------ 摘录文本 ------
问题
How to convert a python dictionary d = {1:10, 2:20, 3:30, 4:30}
to {10: [1], 20: [2], 30: [3, 4]}
?
I need to reverse a dictionary the values should become the keys of another dictionary and the values should be key in a list i.e. also in the sorted matter.
回答1:
d = {1:10, 2:20, 3:30, 4:30}
inv = {}
for key, val in d.iteritems():
inv[val] = inv.get(val, []) + [key]
Try this!
回答2:
Reversing keys and values in a python dict is a bit tricky. You should have in mind that a python dict must have a unique
keys.
So, if you know that when reversing keys and values of your current dict will have a unique keys, you can use a simple dict comprehension
like this example:
{v:k for k,v in my_dict.items()}
However, you can use groupby
from itertools
module like this example:
from itertools import groupby
a = {1:10, 2:20, 3:30, 4:30}
b = {k: [j for j, _ in list(v)] for k, v in groupby(a.items(), lambda x: x[1])}
print(b)
>>> {10: [1], 20: [2], 30: [3, 4]}
回答3:
This use case is easily handled by dict.setdefault()
------ 给定数据 ------
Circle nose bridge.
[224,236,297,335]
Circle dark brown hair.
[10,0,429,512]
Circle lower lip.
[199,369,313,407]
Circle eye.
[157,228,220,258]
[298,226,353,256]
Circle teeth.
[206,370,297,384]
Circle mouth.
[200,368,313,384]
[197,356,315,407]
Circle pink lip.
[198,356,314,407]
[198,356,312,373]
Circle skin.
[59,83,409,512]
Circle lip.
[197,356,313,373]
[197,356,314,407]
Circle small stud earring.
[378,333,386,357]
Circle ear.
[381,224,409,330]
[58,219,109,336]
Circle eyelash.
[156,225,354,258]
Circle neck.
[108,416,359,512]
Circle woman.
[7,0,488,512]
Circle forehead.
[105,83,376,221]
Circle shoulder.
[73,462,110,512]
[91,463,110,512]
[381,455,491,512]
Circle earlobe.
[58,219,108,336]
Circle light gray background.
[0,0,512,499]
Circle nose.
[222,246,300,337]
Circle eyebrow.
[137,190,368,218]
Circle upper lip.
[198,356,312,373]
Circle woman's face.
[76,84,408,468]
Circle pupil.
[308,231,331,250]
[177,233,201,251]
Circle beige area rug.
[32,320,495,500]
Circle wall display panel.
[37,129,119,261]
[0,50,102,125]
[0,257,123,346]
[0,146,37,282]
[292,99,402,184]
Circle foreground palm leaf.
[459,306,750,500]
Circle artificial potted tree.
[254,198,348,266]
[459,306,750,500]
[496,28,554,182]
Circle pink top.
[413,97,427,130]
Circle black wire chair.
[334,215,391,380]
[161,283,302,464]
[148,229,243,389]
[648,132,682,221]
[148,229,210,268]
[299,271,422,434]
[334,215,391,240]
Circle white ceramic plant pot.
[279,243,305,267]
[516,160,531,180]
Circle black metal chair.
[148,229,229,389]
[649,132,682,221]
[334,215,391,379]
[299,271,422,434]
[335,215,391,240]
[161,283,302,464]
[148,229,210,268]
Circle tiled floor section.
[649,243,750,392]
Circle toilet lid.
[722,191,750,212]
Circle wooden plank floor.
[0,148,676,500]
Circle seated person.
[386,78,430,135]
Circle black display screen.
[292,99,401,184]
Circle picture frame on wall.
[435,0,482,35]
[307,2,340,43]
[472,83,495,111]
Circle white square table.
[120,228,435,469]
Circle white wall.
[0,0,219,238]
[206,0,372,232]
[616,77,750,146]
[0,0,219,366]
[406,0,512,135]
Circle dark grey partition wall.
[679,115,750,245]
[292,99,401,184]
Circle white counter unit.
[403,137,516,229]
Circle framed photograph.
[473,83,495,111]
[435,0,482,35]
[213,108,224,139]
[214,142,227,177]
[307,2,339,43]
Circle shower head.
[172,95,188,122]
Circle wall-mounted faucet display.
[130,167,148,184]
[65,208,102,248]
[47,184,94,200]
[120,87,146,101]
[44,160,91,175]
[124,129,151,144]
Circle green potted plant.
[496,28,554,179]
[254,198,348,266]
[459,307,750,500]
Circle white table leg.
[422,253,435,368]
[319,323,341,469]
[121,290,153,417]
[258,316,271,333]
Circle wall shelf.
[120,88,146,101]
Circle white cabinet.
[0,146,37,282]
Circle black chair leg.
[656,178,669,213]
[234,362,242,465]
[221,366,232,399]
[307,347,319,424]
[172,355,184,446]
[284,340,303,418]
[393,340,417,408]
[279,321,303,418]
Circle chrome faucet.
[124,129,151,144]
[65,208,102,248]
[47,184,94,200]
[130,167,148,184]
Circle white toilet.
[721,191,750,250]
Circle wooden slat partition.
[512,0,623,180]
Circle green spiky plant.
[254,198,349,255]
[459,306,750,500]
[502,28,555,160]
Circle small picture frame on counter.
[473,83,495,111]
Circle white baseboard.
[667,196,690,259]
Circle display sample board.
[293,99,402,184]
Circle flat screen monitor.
------
待解问题:
a. 在摘录文本的回答1中，for 循环调用字典的哪个方法来遍历键值对？
b. 请判断下列说法是否与摘录文本相符，逐条回答"是"或"否"，并原样引用起决定作用的原文：(i) 回答3提到可以用 dict.setdefault() 处理这种情况；(ii) 回答2中的 groupby 来自 collections 模块；(iii) 回答2指出，如果反转后的键是唯一的，可以用简单的字典推导式。
c. 列出摘录文本中问题所给字典 d 的全部键。

各题答案:
a. d.iteritems()

b.
(i) 是："This use case is easily handled by dict.setdefault()"
(ii) 否："from itertools import groupby"
(iii) 是："you can use a simple dict comprehension"

c. 1、2、3、4